Extract
Pre-vet alumna Haley Jansen cuddles with a patient at the Appanasha Pet Clinic. Jansen is a veterinarian at the clinic. Photo courtesy of Haley Jansen.
Haley Jansen had to fail a few times to reach the success she’s found today.
The first time was when she bombed a standardized test (Jansen admits she’s not a great test-taker) and her college of choice, UW-Oshkosh, wanted to place her in a remedial math class. She transferred to UWM instead and found herself on the pre vet track.
And then she failed her veterinary board exam after four years of vet school.
“It happens to some people and you have to deal with it. I won’t lie; it was the worst news I’d ever gotten,” Jansen recalled. “I had to work for a year as a vet tech. But, that year was so helpful.”
It gave her experience as she learned to navigate the working world and veterinary care. She learned about clinic operations, animal care, and other tricks of the trade that made her an attractive hire when she passed her boards on the second try.
“It prepared me for what real life was really like,” Jansen said. “It was hard to have that failure, but it helped me hit the ground running.”
Today, Jansen is seeing furry patients at the Appanasha Pet Clinic in Menasha, Wisconsin. It’s been her life-long dream to work as a veterinarian.
“When I was very tiny, people would ask me what I wanted to be when I grew up and I would say, I want to be an ‘aminal’ doctor,” Jansen recalled. “I always had pets that I played ‘Animal Doctor’ with. Luckily they were all pretty good pets.”
She took the first steps toward her dream career at UWM, where she entered the pre-vet track and majored in Biology. Jansen still recalls how her professors were willing to meet her one-on-one to answer questions beyond the scope of her classes.
She was also involved in UWM’s pre-vet club. The club often brought in speakers to talk to students about what to expect in vet school and how to further their careers. The advice was invaluable when she graduated from UWM in 2011 and began veterinary school at the University of Minnesota.
Like medical school, veterinary school is a mix of classroom learning and clinical rotations. Jansen did rotations in radiology, dentistry, surgery, and more to learn every aspect of animal care. Her favorite rotation was internal medicine.

Records supplied
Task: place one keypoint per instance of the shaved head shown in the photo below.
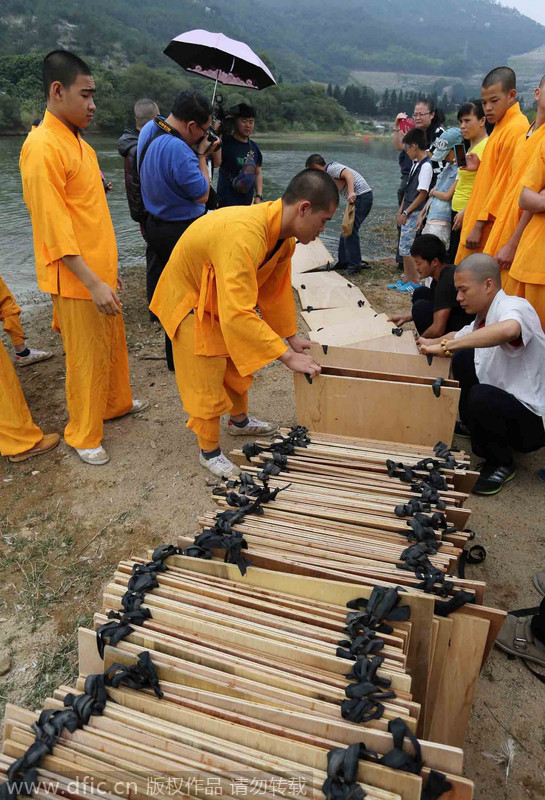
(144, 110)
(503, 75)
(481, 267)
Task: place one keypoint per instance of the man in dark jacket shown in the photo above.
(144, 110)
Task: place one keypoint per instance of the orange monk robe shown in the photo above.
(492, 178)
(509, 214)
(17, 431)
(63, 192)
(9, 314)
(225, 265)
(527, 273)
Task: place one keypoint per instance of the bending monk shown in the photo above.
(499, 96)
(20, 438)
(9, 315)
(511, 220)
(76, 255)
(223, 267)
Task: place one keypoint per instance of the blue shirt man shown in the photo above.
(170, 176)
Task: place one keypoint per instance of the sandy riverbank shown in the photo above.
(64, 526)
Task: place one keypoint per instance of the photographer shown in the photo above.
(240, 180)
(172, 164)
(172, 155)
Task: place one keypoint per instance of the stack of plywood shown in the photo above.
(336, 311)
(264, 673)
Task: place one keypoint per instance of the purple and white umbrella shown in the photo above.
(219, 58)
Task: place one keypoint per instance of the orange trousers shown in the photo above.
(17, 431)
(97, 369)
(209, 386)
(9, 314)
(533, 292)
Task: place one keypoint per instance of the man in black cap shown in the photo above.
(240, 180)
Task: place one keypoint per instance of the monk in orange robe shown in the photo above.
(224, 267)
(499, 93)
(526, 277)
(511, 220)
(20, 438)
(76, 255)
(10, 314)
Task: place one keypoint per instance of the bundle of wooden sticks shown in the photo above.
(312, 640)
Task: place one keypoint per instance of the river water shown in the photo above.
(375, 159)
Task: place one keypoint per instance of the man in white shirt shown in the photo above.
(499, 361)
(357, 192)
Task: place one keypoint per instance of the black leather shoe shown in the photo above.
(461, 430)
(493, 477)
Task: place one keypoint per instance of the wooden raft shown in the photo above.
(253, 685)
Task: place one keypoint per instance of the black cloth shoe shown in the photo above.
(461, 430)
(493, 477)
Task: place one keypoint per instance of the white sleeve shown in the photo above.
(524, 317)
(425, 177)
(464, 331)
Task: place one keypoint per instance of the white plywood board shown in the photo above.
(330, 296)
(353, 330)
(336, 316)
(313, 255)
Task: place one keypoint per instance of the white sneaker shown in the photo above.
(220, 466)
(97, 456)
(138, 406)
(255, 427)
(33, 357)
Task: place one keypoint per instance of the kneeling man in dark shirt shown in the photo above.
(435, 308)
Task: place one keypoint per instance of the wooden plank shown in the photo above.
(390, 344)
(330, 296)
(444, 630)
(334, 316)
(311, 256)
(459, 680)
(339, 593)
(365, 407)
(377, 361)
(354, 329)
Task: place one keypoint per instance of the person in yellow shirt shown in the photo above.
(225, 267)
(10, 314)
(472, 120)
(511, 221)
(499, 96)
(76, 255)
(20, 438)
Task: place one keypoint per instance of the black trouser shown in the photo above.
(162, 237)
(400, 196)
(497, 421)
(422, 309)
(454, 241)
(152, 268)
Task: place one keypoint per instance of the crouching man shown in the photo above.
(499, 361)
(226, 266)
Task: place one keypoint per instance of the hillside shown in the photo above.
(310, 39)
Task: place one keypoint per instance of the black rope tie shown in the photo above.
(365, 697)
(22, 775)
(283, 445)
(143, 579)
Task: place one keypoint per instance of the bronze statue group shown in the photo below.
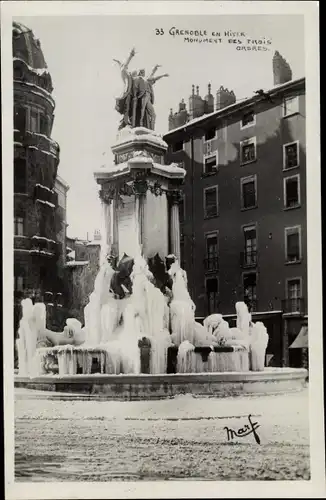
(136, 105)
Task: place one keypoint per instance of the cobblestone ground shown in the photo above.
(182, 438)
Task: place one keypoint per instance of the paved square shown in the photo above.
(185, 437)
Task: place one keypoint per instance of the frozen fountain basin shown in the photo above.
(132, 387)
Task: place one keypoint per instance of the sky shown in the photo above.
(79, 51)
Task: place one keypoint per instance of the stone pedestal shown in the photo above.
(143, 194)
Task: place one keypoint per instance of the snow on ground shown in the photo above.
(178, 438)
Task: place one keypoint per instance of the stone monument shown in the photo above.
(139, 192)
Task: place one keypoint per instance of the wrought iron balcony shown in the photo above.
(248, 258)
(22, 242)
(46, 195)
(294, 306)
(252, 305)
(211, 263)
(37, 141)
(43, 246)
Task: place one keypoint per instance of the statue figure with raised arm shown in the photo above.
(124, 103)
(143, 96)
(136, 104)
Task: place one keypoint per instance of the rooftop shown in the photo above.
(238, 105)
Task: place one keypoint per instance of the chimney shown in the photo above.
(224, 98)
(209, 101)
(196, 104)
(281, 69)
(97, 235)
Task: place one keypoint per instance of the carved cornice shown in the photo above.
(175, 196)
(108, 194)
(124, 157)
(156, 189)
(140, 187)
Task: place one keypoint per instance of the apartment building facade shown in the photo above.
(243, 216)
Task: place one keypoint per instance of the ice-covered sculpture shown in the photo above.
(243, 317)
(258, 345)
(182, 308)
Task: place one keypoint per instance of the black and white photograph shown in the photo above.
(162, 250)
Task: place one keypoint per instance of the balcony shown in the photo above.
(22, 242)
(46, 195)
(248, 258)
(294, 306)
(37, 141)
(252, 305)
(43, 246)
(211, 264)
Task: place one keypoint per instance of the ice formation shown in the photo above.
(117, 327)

* * *

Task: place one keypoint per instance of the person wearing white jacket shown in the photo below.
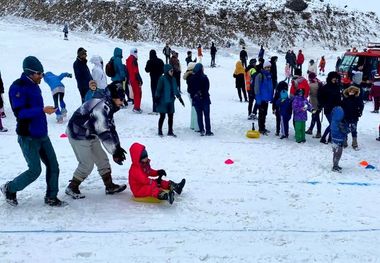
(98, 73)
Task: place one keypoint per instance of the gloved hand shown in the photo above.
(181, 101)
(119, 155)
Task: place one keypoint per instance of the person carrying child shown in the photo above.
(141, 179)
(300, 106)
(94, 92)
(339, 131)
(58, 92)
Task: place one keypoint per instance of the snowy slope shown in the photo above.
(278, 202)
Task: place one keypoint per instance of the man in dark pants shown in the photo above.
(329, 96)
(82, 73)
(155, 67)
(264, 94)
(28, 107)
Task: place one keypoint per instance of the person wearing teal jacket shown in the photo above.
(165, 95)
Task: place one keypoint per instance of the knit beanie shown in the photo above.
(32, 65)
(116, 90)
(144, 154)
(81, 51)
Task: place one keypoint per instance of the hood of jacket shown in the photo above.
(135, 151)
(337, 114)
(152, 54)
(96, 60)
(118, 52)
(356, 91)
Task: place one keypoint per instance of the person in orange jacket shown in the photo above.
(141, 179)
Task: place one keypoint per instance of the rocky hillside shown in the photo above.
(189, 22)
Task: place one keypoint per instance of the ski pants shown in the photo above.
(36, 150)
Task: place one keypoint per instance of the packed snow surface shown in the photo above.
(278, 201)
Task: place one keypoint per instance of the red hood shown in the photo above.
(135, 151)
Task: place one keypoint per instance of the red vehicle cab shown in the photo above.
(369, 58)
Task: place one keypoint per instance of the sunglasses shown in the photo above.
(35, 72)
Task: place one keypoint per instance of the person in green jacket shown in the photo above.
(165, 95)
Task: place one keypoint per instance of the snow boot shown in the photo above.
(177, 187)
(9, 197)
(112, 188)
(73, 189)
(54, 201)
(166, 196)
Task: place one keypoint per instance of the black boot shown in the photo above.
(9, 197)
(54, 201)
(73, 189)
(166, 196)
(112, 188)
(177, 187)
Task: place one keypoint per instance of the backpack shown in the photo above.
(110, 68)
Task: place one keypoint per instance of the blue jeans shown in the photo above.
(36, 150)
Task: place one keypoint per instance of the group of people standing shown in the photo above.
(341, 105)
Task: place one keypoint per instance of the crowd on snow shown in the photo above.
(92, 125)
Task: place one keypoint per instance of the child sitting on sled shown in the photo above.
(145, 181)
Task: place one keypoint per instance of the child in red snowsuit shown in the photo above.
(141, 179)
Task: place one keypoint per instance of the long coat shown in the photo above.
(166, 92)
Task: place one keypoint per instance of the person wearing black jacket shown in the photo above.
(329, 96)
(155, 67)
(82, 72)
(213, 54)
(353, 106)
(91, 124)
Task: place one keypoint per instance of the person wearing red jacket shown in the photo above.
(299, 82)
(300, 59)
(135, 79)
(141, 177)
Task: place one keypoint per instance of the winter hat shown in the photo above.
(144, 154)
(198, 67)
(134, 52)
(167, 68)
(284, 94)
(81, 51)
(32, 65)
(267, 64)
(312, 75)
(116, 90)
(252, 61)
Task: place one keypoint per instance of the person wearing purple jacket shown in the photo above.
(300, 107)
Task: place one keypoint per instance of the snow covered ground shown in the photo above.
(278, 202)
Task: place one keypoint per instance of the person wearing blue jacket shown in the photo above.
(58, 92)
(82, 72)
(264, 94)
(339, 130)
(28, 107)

Task requirements
Continue the article about Haley Jansen's path to becoming a veterinarian, starting right after its final sentence.

Answer box
At the Appanasha Pet Clinic, though, Jansen is a general practitioner who focuses mainly on dogs and cats. Her days are a mix of wellness exams, check-ups for sick or injured patients, and surgeries – mostly spays, neuters, and dental cleanings.
There are challenges; it can be heart-wrenching to see a family have to part with a beloved pet when they can’t afford a surgery or treatment. It’s also difficult when Jansen can’t provide a diagnosis for worried owners. Animals can’t communicate so it’s difficult to pinpoint a specific cause for a particular ailment. Sometimes all Jansen can do is treat a patient’s symptoms.
And then there are the funny – and dramatic – moments.
“There have definitely been cheating boyfriends or girlfriends who were found out when the dog ate somebody’s underwear,” Jansen said.
Overall, though, the job is very rewarding, especially when a dog or cat who was doing poorly makes a full recovery.
“I remember diagnosing diabetes in a cat. It doesn’t always have to be a miraculous surgery. Just figuring out the little things can make people so grateful,” Jansen said. “You’re very happy to see a family happily taking their pet out the door.”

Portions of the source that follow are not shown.